** Begin **

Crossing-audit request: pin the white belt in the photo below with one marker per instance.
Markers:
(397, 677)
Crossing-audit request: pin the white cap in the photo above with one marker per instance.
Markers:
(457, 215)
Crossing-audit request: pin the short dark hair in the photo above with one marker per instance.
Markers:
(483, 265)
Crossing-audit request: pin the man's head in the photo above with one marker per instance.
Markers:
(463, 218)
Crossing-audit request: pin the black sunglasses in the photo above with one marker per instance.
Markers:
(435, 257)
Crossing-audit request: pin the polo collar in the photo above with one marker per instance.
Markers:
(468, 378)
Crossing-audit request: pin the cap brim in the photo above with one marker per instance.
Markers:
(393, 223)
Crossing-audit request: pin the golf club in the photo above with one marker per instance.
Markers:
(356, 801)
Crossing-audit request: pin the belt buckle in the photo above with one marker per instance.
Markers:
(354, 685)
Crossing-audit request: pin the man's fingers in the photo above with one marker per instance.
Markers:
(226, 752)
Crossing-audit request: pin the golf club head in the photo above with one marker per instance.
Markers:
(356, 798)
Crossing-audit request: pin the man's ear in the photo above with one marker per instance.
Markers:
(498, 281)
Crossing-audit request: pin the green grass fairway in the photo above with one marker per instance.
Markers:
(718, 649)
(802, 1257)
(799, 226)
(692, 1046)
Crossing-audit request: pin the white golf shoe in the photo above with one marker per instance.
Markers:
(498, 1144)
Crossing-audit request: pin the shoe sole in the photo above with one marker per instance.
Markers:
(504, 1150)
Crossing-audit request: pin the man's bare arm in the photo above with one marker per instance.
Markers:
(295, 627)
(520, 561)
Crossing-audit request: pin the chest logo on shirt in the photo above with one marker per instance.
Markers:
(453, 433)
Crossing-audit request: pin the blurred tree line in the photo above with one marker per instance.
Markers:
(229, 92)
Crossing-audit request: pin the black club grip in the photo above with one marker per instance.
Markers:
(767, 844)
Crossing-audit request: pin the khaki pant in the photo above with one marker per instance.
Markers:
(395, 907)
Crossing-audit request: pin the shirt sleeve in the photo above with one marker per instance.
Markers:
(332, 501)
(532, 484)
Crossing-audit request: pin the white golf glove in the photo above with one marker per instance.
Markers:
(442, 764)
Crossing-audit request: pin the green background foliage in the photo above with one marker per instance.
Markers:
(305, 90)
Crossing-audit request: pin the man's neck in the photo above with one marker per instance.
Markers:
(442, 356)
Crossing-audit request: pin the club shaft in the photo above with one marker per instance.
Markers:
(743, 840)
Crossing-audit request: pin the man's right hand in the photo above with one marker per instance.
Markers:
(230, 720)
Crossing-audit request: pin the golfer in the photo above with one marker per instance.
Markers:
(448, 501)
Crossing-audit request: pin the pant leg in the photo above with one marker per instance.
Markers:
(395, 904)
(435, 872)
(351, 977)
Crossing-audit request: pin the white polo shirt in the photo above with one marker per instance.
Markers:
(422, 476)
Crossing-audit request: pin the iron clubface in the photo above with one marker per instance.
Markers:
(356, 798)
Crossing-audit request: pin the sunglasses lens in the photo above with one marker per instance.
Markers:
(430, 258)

** End **

_Exercise goal:_ Reproduce all of the material above with "eyeglasses" substituted for every occurrence of "sunglasses". Keep everything else unchanged.

_Correct answer:_
Crossing-audit request: pin the white belt in the photo below with one marker per instance.
Markers:
(397, 677)
Crossing-audit request: pin the white cap in the photo above with one marker per instance.
Markers:
(457, 215)
Crossing-audit request: pin the short dark hair in the photo above with one marker per instance.
Markers:
(483, 265)
Crossing-audit request: pin the man's head in the photo above with one marker per instance.
Markers:
(463, 218)
Crossing-audit request: pin the black eyeglasses in the photo above with one marker per instance.
Markers:
(435, 257)
Crossing-audit request: pin the polo collar in the photo above with one marker per instance.
Markers:
(468, 378)
Crossing-audit request: pin the cap brim in the photo above with one marker per instance.
Markers:
(393, 223)
Crossing-audit request: pin the golf club in the photo above with one marker per instance.
Markers:
(356, 801)
Crossing-audit request: pin the belt buckle in the photo above with one marker per instance.
Markers:
(354, 685)
Crossing-audit request: pin the man's fingers in the photo above with one marker per instance.
Markers:
(226, 752)
Crossing-audit request: pin the golf club head in the photo above with one marker per instance.
Markers:
(356, 798)
Crossing-audit request: pin the man's ear in the photo above with one marker per instance.
Markers:
(498, 281)
Crossing-audit request: pin the green grass fairway in the photo above with one marker per instance.
Markers:
(718, 649)
(802, 1257)
(799, 226)
(692, 1046)
Crossing-audit request: pin the white golf shoe in the photo above with one marker per instance.
Markers:
(498, 1144)
Crossing-audit request: pin the shoe sole in the photo above with one marker per instance.
Markers:
(504, 1150)
Crossing-audit request: pin the man's bare arm in the photo above with one marker per instance.
Markers:
(295, 627)
(520, 561)
Crossing-audit request: pin the chest logo on shirt in the photo above with one marker per instance.
Markers:
(453, 433)
Crossing-audit request: pin the blurred tree line in the photo above with one marker per instance.
Markers:
(229, 92)
Crossing-audit request: pin the black club grip in the photo above with one marker per instance.
Markers:
(767, 844)
Crossing-audit request: pin the khaki pant in the photo above with one marker per instance.
Markers:
(395, 907)
Crossing-audit request: pin the shirt sleeve in the photo above with one marker per instance.
Markers:
(332, 501)
(532, 484)
Crossing-audit request: pin the white golf glove in the photo above with one marker per instance.
Markers:
(442, 764)
Crossing-audit request: pin the green background foliage in the photo above with one marker per instance.
Markers:
(305, 90)
Crossing-audit request: pin the man's neck in the photo above with one marker per instance.
Markers:
(442, 356)
Crossing-audit request: pin the club shaft in the photo above with one marker per instance.
Markers:
(743, 840)
Crossing-audit request: pin the man's right hand in the photo above with one marker per instance.
Markers:
(230, 720)
Crossing-audit request: pin the golfer in the photo above with one marker per instance.
Markers:
(448, 501)
Crossing-audit request: pin the pant leg in the photo above with one marker per instance.
Markers:
(395, 904)
(435, 872)
(351, 977)
Crossing-audit request: pin the white polo shirt in the photo above with one marker per instance.
Markers:
(422, 476)
Crossing-audit request: pin the iron clubface in the photo above with one marker per instance.
Markers:
(356, 798)
Crossing-audit request: pin the eyeglasses lens in the photo above with one marker per instance.
Markers:
(430, 258)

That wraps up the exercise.